- Task to carry out: Nothing outside the range below should be printed. Output exactly the lines from the line with "Check that every instance of the jacket" to the line with "Check that every instance of the grassy", both included.

- The data:
"""

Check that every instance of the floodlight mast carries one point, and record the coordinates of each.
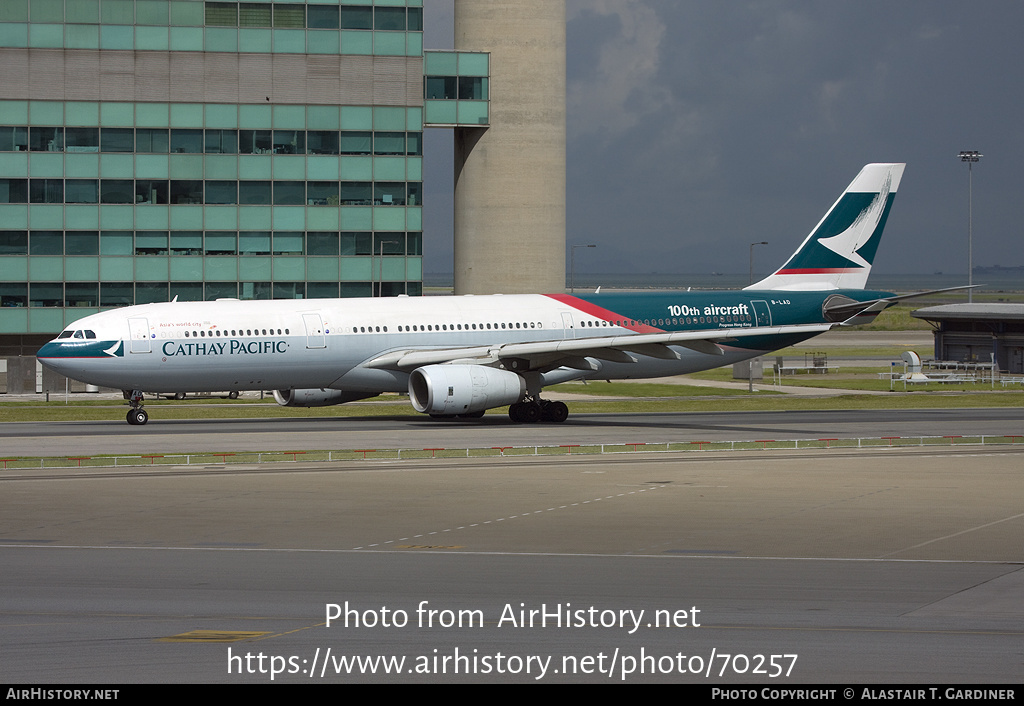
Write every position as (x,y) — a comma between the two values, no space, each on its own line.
(970,156)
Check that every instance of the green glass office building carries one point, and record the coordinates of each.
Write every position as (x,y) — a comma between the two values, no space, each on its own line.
(160,149)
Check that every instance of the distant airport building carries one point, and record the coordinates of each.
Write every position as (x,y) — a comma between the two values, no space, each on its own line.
(161,149)
(973,333)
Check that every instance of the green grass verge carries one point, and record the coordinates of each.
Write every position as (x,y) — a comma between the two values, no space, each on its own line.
(705,403)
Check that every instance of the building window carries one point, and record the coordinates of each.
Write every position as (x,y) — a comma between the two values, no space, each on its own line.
(81,139)
(46,138)
(222,14)
(16,243)
(117,192)
(46,191)
(186,141)
(82,243)
(16,295)
(13,138)
(116,139)
(152,141)
(292,15)
(322,17)
(13,191)
(252,14)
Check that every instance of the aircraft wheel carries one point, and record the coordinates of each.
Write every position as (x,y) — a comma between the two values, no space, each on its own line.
(529,413)
(556,412)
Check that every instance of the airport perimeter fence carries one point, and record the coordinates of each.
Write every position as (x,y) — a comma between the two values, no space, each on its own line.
(218,460)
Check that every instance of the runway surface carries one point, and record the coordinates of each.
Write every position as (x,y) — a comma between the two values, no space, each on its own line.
(418,431)
(829,566)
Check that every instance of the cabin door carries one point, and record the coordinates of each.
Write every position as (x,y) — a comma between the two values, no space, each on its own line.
(138,328)
(314,331)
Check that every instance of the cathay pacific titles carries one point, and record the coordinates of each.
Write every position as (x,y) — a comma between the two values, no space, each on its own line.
(230,347)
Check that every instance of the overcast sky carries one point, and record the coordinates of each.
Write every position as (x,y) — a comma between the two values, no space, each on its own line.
(697,127)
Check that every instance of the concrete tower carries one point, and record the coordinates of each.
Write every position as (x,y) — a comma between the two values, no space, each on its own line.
(510,177)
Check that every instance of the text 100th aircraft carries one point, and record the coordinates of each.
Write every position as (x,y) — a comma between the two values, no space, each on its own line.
(461,356)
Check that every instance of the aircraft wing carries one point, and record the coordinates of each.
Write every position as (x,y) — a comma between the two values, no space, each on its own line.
(846,310)
(572,353)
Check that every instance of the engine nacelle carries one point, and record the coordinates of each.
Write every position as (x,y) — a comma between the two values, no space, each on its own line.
(451,389)
(317,397)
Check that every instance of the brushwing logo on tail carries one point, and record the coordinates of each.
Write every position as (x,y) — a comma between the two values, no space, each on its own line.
(849,235)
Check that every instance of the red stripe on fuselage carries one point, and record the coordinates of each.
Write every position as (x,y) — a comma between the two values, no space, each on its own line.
(603,314)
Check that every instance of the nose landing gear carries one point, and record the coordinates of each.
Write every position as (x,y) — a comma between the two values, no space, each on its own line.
(136,415)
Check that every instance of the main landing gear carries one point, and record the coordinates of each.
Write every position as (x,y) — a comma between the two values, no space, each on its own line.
(136,415)
(535,411)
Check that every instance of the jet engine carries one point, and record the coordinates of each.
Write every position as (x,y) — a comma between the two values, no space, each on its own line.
(317,397)
(451,389)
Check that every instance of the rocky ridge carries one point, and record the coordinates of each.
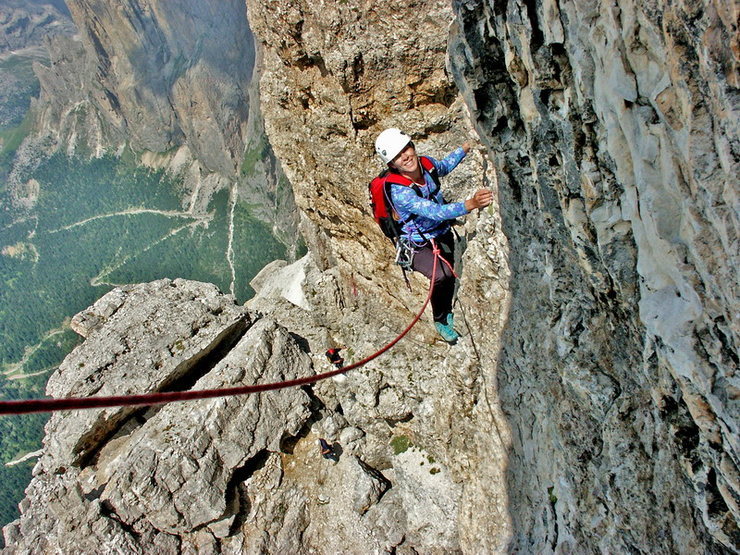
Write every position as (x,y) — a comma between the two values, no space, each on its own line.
(592,402)
(135,77)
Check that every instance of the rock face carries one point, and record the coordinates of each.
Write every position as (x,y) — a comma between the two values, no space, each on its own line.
(161,81)
(141,78)
(592,403)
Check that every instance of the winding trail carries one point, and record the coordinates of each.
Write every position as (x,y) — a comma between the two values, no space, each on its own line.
(11,369)
(132,212)
(233,197)
(97,280)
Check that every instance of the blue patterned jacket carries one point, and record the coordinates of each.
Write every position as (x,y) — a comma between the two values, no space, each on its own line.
(429,215)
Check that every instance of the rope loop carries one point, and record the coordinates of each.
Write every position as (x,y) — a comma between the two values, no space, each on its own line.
(69,403)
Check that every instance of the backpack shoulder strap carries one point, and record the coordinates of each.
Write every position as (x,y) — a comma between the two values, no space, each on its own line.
(428,165)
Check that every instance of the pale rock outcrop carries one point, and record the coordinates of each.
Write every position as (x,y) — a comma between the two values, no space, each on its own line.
(162,478)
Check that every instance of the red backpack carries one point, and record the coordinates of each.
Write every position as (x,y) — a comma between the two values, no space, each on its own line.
(380,197)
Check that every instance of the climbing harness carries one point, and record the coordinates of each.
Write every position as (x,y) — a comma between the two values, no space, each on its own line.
(404,254)
(69,403)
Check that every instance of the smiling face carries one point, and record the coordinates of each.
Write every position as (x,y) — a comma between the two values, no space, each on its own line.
(406,161)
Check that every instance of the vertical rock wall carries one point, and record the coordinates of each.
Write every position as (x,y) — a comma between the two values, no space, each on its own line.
(611,341)
(156,75)
(615,130)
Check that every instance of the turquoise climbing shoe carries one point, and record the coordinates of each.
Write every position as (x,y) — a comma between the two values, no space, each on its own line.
(446,331)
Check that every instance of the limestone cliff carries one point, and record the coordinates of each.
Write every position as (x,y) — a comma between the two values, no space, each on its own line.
(174,83)
(592,403)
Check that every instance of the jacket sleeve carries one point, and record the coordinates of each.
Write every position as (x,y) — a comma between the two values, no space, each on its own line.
(407,201)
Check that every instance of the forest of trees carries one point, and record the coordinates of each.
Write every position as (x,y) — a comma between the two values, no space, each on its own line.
(52,257)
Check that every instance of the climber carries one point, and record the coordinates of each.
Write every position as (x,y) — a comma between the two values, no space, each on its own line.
(327,451)
(334,357)
(425,216)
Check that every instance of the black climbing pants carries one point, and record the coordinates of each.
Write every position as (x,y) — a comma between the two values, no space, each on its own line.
(444,282)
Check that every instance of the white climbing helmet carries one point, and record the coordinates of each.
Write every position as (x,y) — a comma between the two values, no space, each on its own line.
(390,142)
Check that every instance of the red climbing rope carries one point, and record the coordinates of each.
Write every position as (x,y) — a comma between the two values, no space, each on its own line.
(70,403)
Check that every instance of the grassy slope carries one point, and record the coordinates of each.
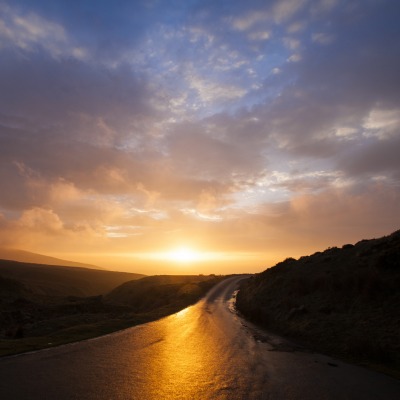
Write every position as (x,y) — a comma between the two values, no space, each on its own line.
(31,320)
(35,258)
(63,281)
(343,302)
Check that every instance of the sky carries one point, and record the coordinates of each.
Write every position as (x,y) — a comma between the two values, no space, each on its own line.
(198,136)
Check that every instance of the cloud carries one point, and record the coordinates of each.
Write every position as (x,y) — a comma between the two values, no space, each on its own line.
(29,31)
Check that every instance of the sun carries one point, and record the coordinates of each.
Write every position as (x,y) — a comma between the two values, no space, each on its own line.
(183,255)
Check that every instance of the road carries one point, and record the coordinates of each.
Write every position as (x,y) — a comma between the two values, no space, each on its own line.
(203,352)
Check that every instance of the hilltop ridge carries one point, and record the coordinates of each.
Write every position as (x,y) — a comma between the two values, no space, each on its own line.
(342,301)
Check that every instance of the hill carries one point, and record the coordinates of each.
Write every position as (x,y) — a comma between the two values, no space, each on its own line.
(42,306)
(172,292)
(51,280)
(35,258)
(342,301)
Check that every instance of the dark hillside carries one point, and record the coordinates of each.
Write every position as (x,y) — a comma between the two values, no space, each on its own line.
(35,258)
(42,306)
(63,281)
(344,302)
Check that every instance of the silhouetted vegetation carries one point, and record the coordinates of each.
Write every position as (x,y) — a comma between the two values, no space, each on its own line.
(343,302)
(42,306)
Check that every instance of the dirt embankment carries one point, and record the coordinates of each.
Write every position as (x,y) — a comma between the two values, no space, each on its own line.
(343,301)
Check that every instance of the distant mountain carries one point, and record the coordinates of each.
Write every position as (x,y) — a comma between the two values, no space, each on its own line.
(342,301)
(34,258)
(50,280)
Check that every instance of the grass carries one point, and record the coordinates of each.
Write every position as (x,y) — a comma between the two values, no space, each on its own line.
(342,302)
(35,322)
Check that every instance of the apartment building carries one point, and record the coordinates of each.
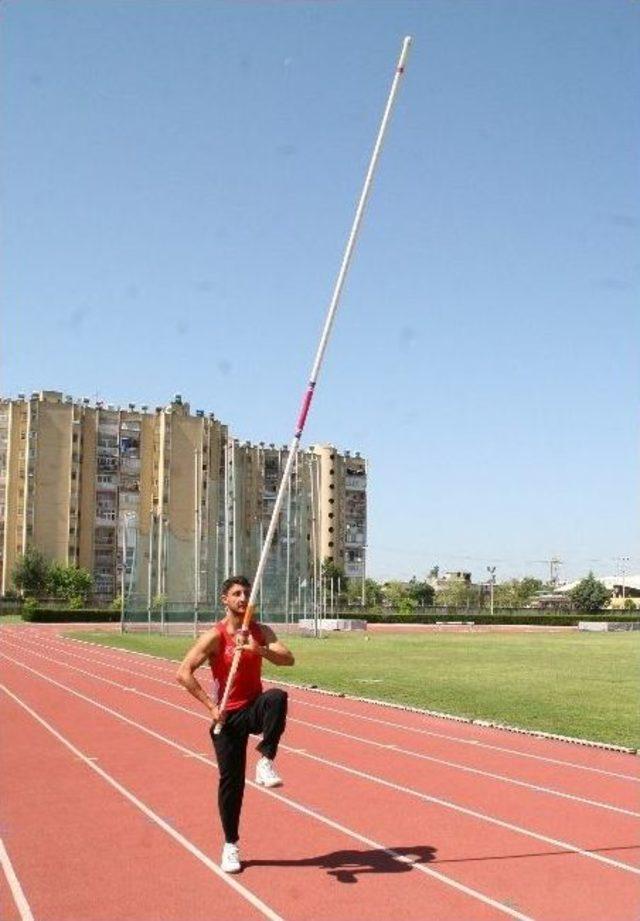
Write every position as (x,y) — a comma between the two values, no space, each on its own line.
(167,503)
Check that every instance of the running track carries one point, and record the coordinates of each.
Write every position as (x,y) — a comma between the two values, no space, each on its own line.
(108,807)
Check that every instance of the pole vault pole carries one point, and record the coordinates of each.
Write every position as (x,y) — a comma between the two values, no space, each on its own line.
(315,371)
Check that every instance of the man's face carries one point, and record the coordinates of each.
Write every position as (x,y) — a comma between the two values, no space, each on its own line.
(236,599)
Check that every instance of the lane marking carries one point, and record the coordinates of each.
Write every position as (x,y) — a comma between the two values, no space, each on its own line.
(464,810)
(257,903)
(442,735)
(14,884)
(536,788)
(298,807)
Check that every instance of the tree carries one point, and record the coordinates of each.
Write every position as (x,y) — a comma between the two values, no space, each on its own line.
(30,573)
(372,592)
(517,592)
(69,582)
(395,593)
(458,594)
(421,592)
(331,571)
(589,595)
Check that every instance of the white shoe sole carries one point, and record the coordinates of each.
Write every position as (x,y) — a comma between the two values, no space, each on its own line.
(269,783)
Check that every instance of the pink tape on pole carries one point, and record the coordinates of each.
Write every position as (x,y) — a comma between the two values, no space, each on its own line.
(306,403)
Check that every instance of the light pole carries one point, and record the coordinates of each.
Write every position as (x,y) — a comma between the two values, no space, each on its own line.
(624,561)
(492,581)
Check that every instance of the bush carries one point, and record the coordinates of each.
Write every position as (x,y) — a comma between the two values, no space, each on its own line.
(515,618)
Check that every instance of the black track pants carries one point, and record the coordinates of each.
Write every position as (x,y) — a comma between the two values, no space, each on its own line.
(267,716)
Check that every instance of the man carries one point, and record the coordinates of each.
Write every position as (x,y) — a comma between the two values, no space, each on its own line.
(249,708)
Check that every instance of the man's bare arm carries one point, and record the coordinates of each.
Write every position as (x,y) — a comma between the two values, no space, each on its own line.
(273,650)
(202,649)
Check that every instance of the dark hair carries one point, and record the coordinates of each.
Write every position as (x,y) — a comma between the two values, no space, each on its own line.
(234,580)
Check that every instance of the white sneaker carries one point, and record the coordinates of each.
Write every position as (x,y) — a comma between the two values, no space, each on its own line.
(230,860)
(266,775)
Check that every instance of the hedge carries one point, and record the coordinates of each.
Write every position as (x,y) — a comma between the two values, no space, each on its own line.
(547,620)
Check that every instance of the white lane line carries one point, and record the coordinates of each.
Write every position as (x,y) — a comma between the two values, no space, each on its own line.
(447,804)
(298,807)
(372,719)
(536,788)
(469,770)
(181,840)
(14,884)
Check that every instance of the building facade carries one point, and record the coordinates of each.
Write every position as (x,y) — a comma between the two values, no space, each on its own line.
(166,503)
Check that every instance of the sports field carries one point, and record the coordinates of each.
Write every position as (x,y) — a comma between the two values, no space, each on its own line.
(576,684)
(480,823)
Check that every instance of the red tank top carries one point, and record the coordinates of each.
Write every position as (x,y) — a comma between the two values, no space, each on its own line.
(247,684)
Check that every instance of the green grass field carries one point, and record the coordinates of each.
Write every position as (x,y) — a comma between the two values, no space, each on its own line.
(578,684)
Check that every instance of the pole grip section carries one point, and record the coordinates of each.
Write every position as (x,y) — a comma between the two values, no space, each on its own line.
(235,662)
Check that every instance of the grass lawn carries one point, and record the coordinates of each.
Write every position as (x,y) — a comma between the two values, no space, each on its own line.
(580,684)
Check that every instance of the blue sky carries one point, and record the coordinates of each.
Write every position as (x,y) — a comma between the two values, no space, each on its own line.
(179,179)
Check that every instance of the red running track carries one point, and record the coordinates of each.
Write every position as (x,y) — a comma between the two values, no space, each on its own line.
(479,823)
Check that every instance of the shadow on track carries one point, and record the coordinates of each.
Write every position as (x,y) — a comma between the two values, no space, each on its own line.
(345,866)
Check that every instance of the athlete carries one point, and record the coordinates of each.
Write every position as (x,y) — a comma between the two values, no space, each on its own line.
(250,710)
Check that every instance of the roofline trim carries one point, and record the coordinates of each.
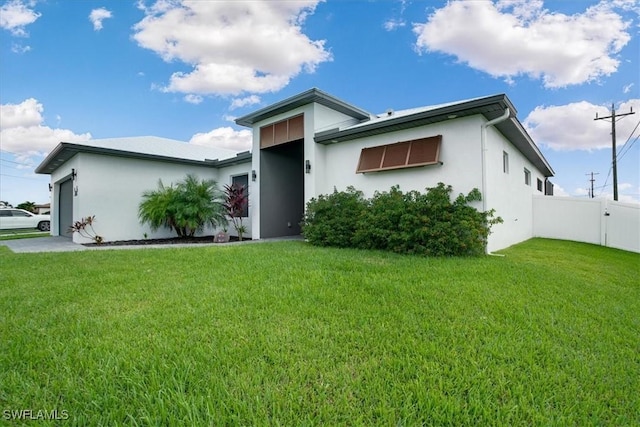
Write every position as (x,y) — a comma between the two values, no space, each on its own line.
(74,149)
(304,98)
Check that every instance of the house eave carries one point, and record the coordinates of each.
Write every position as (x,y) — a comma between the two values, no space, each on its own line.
(308,97)
(66,150)
(243,157)
(490,107)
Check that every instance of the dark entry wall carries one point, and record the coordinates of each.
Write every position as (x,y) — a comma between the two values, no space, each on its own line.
(281,189)
(65,208)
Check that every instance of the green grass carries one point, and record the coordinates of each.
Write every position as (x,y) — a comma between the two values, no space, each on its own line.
(289,334)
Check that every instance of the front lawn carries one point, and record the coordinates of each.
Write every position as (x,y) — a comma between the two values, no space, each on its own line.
(291,334)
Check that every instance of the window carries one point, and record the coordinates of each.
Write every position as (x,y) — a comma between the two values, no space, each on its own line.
(243,180)
(406,154)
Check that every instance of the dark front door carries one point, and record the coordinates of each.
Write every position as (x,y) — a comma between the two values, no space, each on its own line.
(65,208)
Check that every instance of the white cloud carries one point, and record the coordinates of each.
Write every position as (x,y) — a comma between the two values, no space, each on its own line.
(225,137)
(559,191)
(233,47)
(19,48)
(572,126)
(193,99)
(23,132)
(581,192)
(393,24)
(243,102)
(97,16)
(510,38)
(15,15)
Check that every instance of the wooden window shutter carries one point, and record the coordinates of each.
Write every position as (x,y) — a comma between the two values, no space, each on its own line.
(405,154)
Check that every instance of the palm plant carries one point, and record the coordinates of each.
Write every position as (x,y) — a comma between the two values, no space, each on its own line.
(185,208)
(236,203)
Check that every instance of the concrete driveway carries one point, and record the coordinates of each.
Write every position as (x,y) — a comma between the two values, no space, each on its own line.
(64,244)
(43,244)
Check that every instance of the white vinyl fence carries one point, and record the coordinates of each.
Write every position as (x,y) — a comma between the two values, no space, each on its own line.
(598,221)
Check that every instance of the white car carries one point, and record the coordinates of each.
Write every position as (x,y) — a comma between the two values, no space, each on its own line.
(19,218)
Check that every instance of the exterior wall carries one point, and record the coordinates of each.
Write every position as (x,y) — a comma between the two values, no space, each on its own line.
(255,158)
(459,153)
(596,221)
(316,118)
(60,175)
(111,189)
(225,176)
(507,193)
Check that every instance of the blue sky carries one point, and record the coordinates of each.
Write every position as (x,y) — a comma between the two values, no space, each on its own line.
(74,70)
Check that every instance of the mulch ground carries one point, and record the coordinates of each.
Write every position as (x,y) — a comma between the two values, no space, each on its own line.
(167,241)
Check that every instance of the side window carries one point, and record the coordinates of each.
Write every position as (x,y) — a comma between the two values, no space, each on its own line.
(505,162)
(243,180)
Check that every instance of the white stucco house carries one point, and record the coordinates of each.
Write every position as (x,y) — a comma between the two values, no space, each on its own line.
(308,145)
(106,178)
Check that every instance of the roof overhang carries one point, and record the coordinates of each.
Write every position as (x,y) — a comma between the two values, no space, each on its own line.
(243,157)
(490,107)
(304,98)
(66,150)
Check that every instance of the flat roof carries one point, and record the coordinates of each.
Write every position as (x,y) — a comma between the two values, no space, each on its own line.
(490,107)
(304,98)
(144,147)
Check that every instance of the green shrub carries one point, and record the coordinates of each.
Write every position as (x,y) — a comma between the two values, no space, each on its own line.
(413,222)
(331,220)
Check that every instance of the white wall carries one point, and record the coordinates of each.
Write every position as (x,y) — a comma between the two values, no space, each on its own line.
(597,221)
(459,153)
(111,189)
(507,193)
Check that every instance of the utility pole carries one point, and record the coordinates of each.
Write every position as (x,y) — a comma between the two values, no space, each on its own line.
(613,117)
(592,181)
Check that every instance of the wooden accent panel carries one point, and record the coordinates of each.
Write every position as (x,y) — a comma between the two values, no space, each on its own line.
(296,127)
(425,151)
(266,136)
(396,155)
(405,154)
(371,159)
(282,132)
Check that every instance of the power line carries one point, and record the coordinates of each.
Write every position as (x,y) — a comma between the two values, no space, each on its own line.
(627,147)
(20,177)
(614,166)
(592,181)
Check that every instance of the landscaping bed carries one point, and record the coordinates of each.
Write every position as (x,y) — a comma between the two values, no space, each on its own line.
(165,241)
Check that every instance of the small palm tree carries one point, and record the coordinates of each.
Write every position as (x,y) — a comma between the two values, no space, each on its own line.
(236,204)
(185,208)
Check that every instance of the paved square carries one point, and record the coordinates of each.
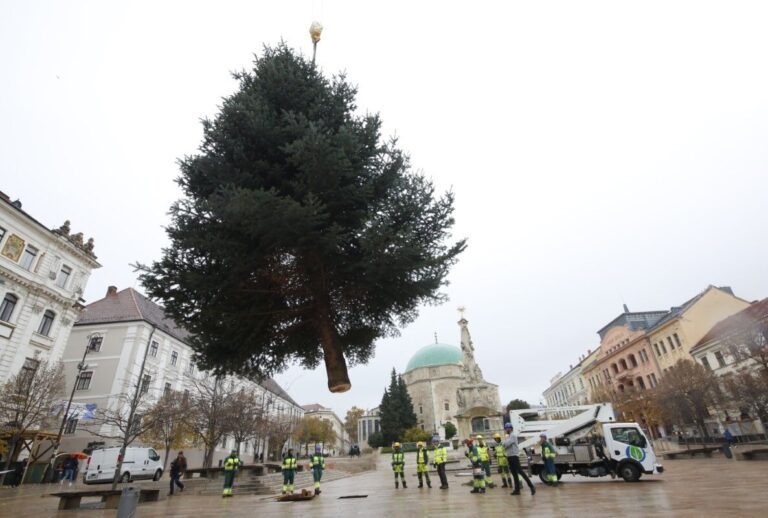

"""

- Task output:
Check that every instance of the jacket sleeve carries one point, and record the coordinates of each.
Write every position as (x,y) — a comma between the two values, no space, each on its own line.
(407,201)
Check that every instance of the forest of trees carries one point, and record the coordinates of each.
Write every position as (x,y) — a comma between the two values, no space, each on its own line.
(52,257)
Check that every instance of the climber carries one point, and record the coordinates of each.
Write every position as (x,y) — a comma between the two values, no space, each on its own line.
(327,451)
(334,357)
(425,216)
Check that every instance of the black climbing pants carries one point, and record the coordinates of each.
Write every position as (x,y) — a comma between the two values, no space, each on its own line.
(444,282)
Check that every instance of the white climbing helmet carries one point, and record the coordinates of each.
Write every position as (x,y) — a comma between the two values, no space, each on its own line.
(390,142)
Check that every instance of the red climbing rope carries one point, and record the coordinates of each.
Write every position as (x,y) — a comma between the two values, no space, each on its own line.
(70,403)
Check that every instance of the grassy slope carries one point, and record the coordinates of each.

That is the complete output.